-- Extracted data follows --

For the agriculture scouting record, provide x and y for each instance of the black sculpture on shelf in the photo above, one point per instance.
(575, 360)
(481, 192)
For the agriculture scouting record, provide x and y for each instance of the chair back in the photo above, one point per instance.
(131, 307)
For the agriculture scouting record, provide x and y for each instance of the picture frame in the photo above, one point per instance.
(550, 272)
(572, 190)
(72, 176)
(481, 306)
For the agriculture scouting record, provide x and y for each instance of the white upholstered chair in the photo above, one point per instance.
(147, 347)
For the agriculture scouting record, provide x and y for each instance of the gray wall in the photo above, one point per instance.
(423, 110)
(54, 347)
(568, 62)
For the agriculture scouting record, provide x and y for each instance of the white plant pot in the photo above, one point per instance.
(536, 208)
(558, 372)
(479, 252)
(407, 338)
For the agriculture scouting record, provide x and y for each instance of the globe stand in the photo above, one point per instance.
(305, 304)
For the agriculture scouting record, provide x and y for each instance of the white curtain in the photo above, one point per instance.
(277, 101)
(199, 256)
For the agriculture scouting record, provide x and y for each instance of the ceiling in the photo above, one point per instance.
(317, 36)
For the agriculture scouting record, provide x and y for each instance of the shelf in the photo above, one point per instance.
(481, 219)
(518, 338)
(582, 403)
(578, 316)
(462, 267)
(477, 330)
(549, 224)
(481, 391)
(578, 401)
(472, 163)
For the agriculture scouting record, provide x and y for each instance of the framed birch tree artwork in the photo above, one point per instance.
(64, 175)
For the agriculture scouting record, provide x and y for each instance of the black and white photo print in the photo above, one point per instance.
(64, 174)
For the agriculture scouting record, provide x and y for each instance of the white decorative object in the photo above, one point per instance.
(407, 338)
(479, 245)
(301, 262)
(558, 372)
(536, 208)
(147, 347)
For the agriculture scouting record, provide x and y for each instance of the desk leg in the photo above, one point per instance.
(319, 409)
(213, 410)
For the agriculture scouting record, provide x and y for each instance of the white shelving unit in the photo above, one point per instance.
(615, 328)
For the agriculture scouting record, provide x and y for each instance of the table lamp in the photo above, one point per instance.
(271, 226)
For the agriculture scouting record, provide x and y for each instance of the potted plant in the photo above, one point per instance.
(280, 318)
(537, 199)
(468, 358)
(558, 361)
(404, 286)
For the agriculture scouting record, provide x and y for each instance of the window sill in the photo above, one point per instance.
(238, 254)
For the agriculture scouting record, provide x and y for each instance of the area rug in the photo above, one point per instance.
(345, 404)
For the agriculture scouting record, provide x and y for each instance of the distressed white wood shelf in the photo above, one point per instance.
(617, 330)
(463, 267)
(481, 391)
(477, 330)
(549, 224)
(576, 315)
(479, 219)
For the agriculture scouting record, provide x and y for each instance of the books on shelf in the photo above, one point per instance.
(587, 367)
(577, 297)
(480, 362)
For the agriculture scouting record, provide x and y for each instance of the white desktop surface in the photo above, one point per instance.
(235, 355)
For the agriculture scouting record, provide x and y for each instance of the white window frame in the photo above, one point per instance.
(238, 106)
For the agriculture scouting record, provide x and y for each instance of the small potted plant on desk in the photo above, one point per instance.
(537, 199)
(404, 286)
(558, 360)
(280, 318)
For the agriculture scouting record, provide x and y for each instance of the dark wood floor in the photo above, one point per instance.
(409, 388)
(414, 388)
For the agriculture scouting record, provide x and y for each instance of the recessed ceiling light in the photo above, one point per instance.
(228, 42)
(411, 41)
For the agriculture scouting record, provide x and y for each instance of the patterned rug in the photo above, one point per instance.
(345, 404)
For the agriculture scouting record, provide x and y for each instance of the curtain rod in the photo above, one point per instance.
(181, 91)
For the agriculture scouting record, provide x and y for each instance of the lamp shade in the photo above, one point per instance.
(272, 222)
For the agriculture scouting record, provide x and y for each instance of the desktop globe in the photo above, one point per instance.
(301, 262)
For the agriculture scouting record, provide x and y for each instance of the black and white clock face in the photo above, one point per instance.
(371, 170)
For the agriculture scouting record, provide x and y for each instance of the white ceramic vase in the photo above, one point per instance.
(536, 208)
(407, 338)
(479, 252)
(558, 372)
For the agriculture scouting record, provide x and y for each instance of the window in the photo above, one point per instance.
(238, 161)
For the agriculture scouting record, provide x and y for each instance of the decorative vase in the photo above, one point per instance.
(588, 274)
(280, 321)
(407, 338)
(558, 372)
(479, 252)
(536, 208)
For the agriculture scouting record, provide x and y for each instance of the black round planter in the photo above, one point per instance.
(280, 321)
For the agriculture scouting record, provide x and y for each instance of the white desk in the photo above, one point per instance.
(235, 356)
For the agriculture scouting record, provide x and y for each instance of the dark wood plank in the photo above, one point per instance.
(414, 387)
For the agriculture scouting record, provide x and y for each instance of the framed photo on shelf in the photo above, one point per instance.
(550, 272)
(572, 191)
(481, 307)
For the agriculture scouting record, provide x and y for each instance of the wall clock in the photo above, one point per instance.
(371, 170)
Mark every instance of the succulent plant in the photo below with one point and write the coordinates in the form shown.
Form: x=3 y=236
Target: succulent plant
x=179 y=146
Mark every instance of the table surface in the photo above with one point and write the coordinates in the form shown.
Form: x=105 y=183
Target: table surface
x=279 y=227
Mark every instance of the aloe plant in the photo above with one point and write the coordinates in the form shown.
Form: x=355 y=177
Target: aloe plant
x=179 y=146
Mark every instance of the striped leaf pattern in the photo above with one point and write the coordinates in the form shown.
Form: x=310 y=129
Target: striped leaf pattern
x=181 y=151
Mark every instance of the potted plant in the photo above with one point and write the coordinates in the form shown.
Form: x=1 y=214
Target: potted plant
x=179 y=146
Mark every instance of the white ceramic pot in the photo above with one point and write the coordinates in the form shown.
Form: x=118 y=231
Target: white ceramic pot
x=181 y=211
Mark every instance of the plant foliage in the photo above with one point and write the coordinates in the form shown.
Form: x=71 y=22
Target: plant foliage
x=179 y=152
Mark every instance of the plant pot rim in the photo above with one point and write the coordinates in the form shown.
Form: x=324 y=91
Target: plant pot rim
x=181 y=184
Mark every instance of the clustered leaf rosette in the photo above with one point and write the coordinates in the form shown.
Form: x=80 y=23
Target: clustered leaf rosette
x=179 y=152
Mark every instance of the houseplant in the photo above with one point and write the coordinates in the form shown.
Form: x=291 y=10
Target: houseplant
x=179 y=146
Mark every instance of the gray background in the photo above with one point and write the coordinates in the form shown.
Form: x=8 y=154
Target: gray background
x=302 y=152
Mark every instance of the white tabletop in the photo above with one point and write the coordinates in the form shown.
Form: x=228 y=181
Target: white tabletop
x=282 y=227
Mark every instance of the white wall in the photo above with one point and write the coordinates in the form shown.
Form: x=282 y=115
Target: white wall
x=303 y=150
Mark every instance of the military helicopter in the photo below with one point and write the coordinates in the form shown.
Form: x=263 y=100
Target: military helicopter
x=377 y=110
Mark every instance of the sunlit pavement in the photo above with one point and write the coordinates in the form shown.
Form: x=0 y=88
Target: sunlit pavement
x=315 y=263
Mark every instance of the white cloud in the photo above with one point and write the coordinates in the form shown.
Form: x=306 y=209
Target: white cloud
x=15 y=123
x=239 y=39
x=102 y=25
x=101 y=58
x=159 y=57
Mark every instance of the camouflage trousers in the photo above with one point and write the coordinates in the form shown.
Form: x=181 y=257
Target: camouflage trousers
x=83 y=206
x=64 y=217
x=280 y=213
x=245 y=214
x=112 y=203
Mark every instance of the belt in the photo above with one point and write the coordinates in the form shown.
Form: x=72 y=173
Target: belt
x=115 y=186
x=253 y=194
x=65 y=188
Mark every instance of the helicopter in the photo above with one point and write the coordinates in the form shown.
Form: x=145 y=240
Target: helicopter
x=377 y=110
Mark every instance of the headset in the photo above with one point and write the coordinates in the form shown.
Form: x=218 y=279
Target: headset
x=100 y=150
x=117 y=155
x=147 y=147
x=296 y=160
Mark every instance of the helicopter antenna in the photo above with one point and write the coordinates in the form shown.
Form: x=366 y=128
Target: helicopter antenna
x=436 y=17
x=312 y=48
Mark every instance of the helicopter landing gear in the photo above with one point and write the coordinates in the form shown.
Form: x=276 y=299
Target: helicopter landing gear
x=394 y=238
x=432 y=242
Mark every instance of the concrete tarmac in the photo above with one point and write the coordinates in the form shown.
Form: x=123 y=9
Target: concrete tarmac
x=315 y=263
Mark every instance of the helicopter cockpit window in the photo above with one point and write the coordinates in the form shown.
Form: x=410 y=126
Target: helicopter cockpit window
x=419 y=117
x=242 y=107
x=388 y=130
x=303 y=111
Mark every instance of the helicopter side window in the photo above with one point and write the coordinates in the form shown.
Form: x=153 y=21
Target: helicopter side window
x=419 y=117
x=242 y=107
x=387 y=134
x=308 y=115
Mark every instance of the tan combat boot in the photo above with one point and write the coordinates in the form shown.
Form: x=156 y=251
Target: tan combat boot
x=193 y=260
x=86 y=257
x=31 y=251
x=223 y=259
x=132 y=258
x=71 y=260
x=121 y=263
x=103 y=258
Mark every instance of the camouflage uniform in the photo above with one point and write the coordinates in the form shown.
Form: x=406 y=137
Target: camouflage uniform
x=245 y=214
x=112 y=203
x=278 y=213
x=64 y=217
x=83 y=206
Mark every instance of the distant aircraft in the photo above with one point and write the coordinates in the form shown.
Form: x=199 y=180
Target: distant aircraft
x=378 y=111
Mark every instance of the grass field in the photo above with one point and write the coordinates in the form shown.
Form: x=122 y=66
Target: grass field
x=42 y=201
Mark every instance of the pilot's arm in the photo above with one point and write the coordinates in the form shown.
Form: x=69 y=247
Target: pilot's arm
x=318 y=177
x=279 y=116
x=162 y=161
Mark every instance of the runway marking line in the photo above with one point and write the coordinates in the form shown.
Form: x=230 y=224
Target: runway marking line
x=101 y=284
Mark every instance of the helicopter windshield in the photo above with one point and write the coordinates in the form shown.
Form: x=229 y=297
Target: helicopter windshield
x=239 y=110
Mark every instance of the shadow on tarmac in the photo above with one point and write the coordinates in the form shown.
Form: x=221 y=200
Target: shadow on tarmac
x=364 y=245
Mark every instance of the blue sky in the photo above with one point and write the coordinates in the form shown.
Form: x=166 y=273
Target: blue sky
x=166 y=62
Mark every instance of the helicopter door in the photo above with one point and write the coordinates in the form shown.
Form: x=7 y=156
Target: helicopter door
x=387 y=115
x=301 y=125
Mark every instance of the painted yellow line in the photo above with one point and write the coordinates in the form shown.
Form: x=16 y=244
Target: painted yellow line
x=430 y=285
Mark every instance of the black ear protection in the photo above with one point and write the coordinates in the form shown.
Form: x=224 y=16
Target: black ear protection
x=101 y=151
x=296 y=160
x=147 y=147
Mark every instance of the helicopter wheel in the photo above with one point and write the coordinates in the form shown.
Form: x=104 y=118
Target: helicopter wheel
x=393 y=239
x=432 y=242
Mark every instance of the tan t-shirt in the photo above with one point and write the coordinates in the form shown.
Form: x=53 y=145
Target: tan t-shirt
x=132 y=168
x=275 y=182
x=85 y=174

-- Extracted data concluded --

■ **What is being asked**
The response should be the listing above, limited to the lines between the one holding "Target: shadow on tarmac" and the one holding "Form: x=224 y=16", inclusive, reproduced exactly.

■ **Solution to this problem**
Target: shadow on tarmac
x=364 y=245
Mark every instance of the blue sky in the photo above with one point and write the coordinates in the form shown.
Form: x=166 y=273
Target: blue sky
x=166 y=62
Mark every instance of the helicopter door in the photo above with one point and write the coordinates in the form shown.
Form: x=7 y=156
Target: helicopter door
x=387 y=115
x=301 y=125
Mark every instance of the painted yellow line in the photo above with one point and write the coordinates in the form shown.
Form: x=16 y=244
Target: painted yellow line
x=430 y=285
Mark every instance of the black ear protection in the photo above with one point and write the coordinates in the form shown.
Form: x=224 y=16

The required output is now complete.